SUPPLIED INFORMATION start
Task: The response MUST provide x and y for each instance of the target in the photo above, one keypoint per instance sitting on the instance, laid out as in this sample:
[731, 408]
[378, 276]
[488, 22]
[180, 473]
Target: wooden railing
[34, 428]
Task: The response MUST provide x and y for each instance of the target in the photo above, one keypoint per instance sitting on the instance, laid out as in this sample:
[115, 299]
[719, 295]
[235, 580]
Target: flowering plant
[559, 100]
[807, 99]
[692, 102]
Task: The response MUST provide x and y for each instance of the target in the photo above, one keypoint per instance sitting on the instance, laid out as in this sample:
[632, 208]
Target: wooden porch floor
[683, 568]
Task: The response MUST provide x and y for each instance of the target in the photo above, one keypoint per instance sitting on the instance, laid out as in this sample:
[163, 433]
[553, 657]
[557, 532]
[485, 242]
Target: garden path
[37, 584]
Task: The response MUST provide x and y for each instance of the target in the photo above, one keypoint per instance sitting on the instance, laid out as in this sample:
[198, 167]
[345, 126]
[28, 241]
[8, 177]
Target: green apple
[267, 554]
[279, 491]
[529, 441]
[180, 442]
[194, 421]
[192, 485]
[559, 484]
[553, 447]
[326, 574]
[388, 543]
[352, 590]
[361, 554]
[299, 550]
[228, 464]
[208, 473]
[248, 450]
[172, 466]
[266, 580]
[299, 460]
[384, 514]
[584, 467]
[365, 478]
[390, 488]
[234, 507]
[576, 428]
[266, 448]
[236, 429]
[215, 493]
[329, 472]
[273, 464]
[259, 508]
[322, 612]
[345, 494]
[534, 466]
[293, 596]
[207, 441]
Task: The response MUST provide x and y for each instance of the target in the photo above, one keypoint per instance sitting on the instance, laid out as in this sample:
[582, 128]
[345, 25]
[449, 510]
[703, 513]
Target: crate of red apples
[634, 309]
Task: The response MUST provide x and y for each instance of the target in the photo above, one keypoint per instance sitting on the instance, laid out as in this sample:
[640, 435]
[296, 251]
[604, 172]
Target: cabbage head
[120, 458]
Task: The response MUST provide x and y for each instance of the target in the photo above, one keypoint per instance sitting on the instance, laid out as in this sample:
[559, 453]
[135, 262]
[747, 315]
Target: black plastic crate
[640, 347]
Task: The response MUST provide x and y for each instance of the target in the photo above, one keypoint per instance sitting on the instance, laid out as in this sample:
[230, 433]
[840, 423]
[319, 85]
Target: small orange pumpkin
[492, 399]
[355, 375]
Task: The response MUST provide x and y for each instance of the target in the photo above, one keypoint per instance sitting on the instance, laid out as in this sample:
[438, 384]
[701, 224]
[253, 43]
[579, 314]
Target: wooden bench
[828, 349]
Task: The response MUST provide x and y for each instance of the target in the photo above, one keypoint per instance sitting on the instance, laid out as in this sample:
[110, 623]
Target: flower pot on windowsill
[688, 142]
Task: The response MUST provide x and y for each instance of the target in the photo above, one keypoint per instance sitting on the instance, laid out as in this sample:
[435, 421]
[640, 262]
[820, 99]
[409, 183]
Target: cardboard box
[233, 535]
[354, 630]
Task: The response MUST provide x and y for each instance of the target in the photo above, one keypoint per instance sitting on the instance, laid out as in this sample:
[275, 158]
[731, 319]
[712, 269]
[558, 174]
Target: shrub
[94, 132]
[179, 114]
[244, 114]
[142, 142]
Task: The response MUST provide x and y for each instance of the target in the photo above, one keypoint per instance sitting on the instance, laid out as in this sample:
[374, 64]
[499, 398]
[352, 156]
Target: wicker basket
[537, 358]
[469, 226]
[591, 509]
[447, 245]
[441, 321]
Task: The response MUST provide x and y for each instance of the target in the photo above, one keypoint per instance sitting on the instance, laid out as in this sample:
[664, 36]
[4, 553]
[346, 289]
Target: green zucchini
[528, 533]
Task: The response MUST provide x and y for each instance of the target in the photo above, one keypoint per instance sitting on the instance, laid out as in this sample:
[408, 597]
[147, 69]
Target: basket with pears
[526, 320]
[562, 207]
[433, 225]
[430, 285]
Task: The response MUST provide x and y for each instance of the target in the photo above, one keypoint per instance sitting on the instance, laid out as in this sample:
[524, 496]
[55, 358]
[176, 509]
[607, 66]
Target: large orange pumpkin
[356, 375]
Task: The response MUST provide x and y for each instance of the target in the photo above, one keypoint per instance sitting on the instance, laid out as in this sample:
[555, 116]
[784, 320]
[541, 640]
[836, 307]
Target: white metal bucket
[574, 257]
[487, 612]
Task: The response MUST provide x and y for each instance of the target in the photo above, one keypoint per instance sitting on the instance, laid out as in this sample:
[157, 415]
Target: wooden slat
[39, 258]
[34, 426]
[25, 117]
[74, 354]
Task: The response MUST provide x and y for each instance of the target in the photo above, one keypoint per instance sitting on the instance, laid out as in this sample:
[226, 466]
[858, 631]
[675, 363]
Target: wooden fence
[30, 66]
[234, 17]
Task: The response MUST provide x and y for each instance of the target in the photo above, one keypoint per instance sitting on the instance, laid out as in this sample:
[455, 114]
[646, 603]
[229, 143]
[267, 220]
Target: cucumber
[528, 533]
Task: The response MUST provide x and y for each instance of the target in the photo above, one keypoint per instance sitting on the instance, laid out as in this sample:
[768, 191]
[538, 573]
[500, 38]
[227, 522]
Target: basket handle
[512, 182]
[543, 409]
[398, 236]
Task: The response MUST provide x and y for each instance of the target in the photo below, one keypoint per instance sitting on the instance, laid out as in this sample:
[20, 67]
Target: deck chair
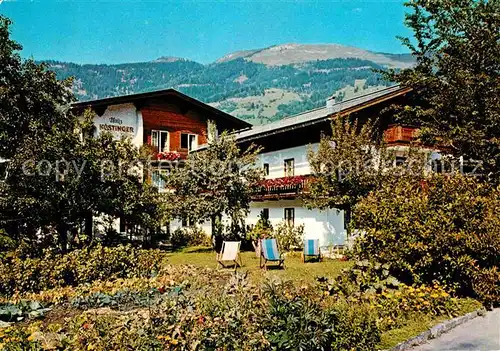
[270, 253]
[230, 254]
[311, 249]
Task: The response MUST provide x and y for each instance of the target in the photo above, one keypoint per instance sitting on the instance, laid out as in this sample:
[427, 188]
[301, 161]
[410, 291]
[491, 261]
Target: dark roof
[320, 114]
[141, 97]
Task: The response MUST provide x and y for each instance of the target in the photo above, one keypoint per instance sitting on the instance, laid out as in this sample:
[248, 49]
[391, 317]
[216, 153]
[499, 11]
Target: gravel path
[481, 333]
SUPPLIED INFORMATION end
(PROBLEM REQUIREMENTS)
All the lines above are to be reproduced exactly, except the pictures.

(EXERCISE OUTPUT)
Task: The response MUST provide x and y for each instance of the target in the photo above, one keypoint per instance sitting on the instance, laid out as in this sample:
[731, 408]
[378, 276]
[488, 22]
[180, 473]
Target: wooden railing
[34, 428]
Task: The response MUST provide x and y for each instance of the target in the photo above, one keypoint per instance sitting on the instance, laid out as in this sample:
[115, 299]
[719, 295]
[235, 580]
Target: flowering plant
[559, 100]
[807, 99]
[692, 102]
Task: The response MUST provide x and y for each instance of the target in the photo above, one keypoint per instance sitting on the instance, laid out as in this sample:
[632, 208]
Target: wooden porch floor
[683, 568]
Task: The response MUST provide x and y for each instance of the target in the photo above, one keypoint per instance sitting on the instance, laid out as in this sample:
[163, 433]
[553, 657]
[557, 532]
[485, 242]
Target: garden path
[37, 584]
Task: The response MUST provide x and y for each instance of the target in the photo above, one keypoint per instance sitting on the instance, laid out as in this sample:
[198, 167]
[345, 126]
[28, 241]
[8, 177]
Target: green apple
[267, 554]
[279, 491]
[529, 441]
[180, 442]
[194, 421]
[192, 485]
[559, 484]
[553, 447]
[326, 574]
[388, 543]
[352, 590]
[361, 554]
[299, 550]
[228, 464]
[208, 473]
[248, 450]
[172, 466]
[266, 580]
[299, 460]
[384, 514]
[584, 467]
[365, 478]
[390, 488]
[234, 507]
[576, 428]
[266, 448]
[236, 429]
[215, 493]
[329, 472]
[273, 464]
[259, 508]
[322, 612]
[345, 494]
[534, 466]
[293, 596]
[207, 441]
Task: The response MUST provide x and y for each instance of the target in the photo above, one keypoint per instance sitting on the instance, laid out as in this sample:
[582, 128]
[345, 25]
[449, 510]
[703, 513]
Target: crate of red apples
[634, 309]
Task: The response MUST provide x and y for each instance of the target in the photo above, one keypoint per instance sitting on the instance, laid out as in this sample:
[640, 435]
[296, 251]
[604, 172]
Target: cabbage head
[120, 458]
Task: The response MUST provide x and y for each instance of the target in the photo above, one keypoint per instance sitting on the instance, laid out as in this sample:
[559, 453]
[135, 262]
[747, 315]
Target: black plastic crate
[640, 347]
Task: The response MUST provide x and y for each instance of the target in the photo above, one keypoint per instance sitting on the instance, laid out as in this sample:
[230, 433]
[840, 423]
[319, 85]
Target: small orange pumpkin
[492, 399]
[355, 375]
Task: The response MUST provide x and y for each instance of the target in the photo above, one keypoint per instance sitting on the instance, laid out as in this sample:
[438, 384]
[701, 224]
[253, 43]
[579, 314]
Target: wooden bench
[828, 349]
Task: The response MUST provide x and y for each instance of the target in the photo above, one keypoint per instance sitting on the instance, laid out as in this sample:
[110, 623]
Target: flower pot on windowsill
[688, 142]
Task: The response MUST provide x and y for each instance of the target in the photo above, one keypoint per instance sitting on the instance, laid out as in this sample:
[435, 421]
[640, 262]
[820, 99]
[409, 183]
Target: cardboard box
[233, 535]
[354, 630]
Task: The response MUST provide x and y for each instance of the target in the photo above, one keypoint per instance sitting on the instance, laid out as in this sample:
[275, 158]
[731, 319]
[712, 269]
[558, 174]
Target: shrub
[94, 132]
[179, 114]
[244, 114]
[142, 142]
Task: The response MUST provide x and y for each instance of the target in the photo above, one keypoint per instance sitting on the instance, laid out as in this sample:
[374, 64]
[499, 398]
[352, 156]
Target: wicker basket
[537, 358]
[469, 226]
[591, 509]
[447, 245]
[441, 321]
Task: The response MUST provide x and y for each instance of the target in the photo above, one keypoint per instance sitting on the instance, laid out as in this sample:
[664, 36]
[4, 553]
[346, 289]
Target: green zucchini
[528, 533]
Task: The response MUST provide x and y for each instance of the target in the photo above, one keypoint per instance sitting on the instance, laid out as in this sample:
[408, 597]
[147, 69]
Target: basket with pears
[526, 320]
[562, 207]
[433, 225]
[430, 285]
Task: The response MUST provide x and y for each instance of the target in the photo above, one keypoint per instance sitting on the instance, laid out as in this sample:
[524, 496]
[55, 358]
[176, 509]
[607, 66]
Target: large orange pumpkin
[356, 375]
Task: The response MUST provide x and y for each instance of the target in the photo above, one keypoint per instance sitting on the instance, laid out as in this sample:
[555, 116]
[784, 320]
[541, 640]
[836, 307]
Target: white metal bucket
[574, 257]
[487, 612]
Task: The response MUST provide x and y for each instance of the target in the photo above, one keypoint per instance sitting on the instance, laid out as in this sample:
[157, 415]
Target: wooden slat
[39, 258]
[34, 426]
[25, 117]
[74, 354]
Task: The response MUST provide x and y for each instance of the target in the photo above, one keypoint per instance sitting on the instance, laid out as in this sample:
[226, 466]
[858, 631]
[675, 363]
Target: wooden fence
[30, 66]
[234, 17]
Task: The response MUST provide x and y for each instance of the target in the photo above, one keypoint per instance sitting on the instance, laid out as in this sample:
[455, 114]
[646, 603]
[229, 143]
[267, 220]
Target: cucumber
[528, 533]
Task: The response MUST provide x and y for each instance of the target in the photo above, one keypoint per instance sitting on the instance, laid out as in this sample:
[768, 191]
[538, 573]
[500, 38]
[227, 522]
Target: basket handle
[512, 182]
[543, 409]
[398, 236]
Task: The response MUST provide x and y for each instance of the target in the photo below, one keypoint per instance sitting on the instance, laid out as in this sample:
[20, 67]
Target: deck chair
[270, 253]
[230, 254]
[311, 249]
Task: The response MUST provide x and y for each instance of the target in the photo above, one keypoint per instance sitting on the instance, laid out as in this sample:
[427, 188]
[301, 161]
[410, 291]
[491, 261]
Target: dark roof
[320, 114]
[141, 97]
Task: The response MUST provide x and y for each instance of the target in the photo above, one keypoint per instance sitting on the instance, laid out as in this sample:
[248, 49]
[391, 317]
[216, 153]
[499, 11]
Target: gravel path
[481, 333]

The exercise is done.